_Consigne 1_.
Reprenez le texte source à partir des mots "Mémoires secrets de" et arrêtez-vous après les mots "homme déjà auteur.". Substituez "pièce" à "tragédie".
_Consigne 2_.
Poursuivez la rédaction du texte source, tiré des Mémoires secrets de juillet 1764, à la suite de sa dernière phrase.

Mémoires secrets de Bachaumont/1764/Juillet

Texte établi par M. J. Ravenel, Brissot-Thivars éditeurs & A. Sautelet et Compagnie (Tome I (1762-1765)p. 299-305).
◄  Juin
Août  ►
Juillet 1764

2 Juillet. — À mesure que le jour des Triumvirs approche, les bruits sourds se multiplient sur les différens auteurs auxquels on attribue cette tragédie. On met sur les rangs M. de Chabanon, dont on a déjà parlé, M. le marquis de Ximenès, M. Poinsinet de Sivry ; d’autres prétendent qu’elle est d’un ex-Jésuite. À l’œuvre on reconnaîtra l’ouvrier, si c’est d’un homme déjà auteur.

3. — Il paraît un roman, prétendu traduit de l’anglais, intitulé Histoire de Julie Mandeville, ou Lettres traduites de l’anglais de madame Brooke, par M. B***. On assure qu’il est de M. Bouchaud, agrégé en droit et déjà connu par une traduction du Théâtre Italien. Cet ouvrage fait honneur à son cœur, et indique une âme sensible.

_Segment de données_.
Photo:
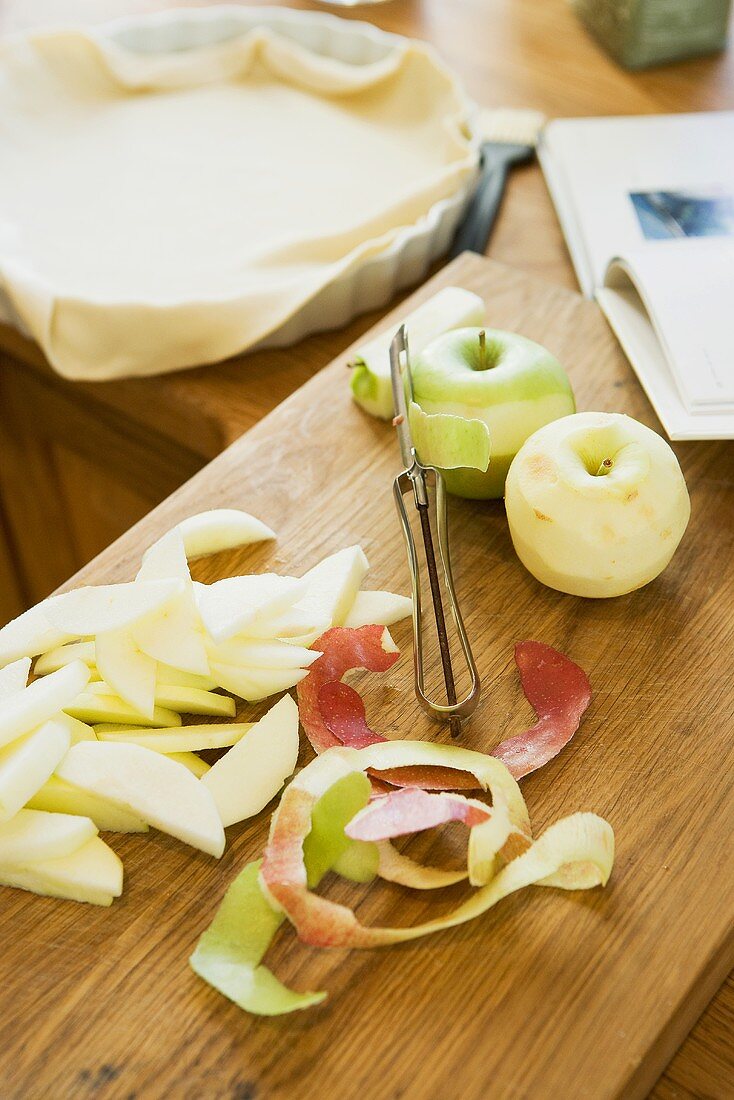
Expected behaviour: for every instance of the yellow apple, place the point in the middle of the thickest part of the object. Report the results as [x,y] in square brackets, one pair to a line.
[596,504]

_Réponse 1_.
Mémoires secrets de Bachaumont/1764/Juillet

Texte établi par M. J. Ravenel, Brissot-Thivars éditeurs & A. Sautelet et Compagnie (Tome I (1762-1765)p. 299-305).
◄  Juin
Août  ►
Juillet 1764

2 Juillet. — À mesure que le jour des Triumvirs approche, les bruits sourds se multiplient sur les différens auteurs auxquels on attribue cette pièce. On met sur les rangs M. de Chabanon, dont on a déjà parlé, M. le marquis de Ximenès, M. Poinsinet de Sivry ; d’autres prétendent qu’elle est d’un ex-Jésuite. À l’œuvre on reconnaîtra l’ouvrier, si c’est d’un homme déjà auteur.

_Réponse 2_.
5. — On a donné aujourd’hui la première représentation des Triumvirs. Cette pièce n’a point eu de succès. Ce drame est dénué même de l’intérêt que fournit le fait historique. Le caractère des Triumvirs, dont on ne voit que deux, est absolument manqué ; celui de Lépide est tracé avec force : mais il est plus aisé de peindre graphiquement qu’en action. Cette scène du partage du monde, qu’on annonçait comme si magnifique, si auguste, est le dialogue de deux brigands qui divisent entre eux les dépouilles des passans qu’ils ont détroussés. Nulle adresse, nulle dignité ; le style est ou trop emphatique ou plat ; on y remarque surtout des comparaisons, figure absolument proscrite de la tragédie. Ce dernier trait pourrait fortifier le soupçon que la pièce est de M. de Chabanon, le seul auteur tragique qui ait osé faire des comparaisons.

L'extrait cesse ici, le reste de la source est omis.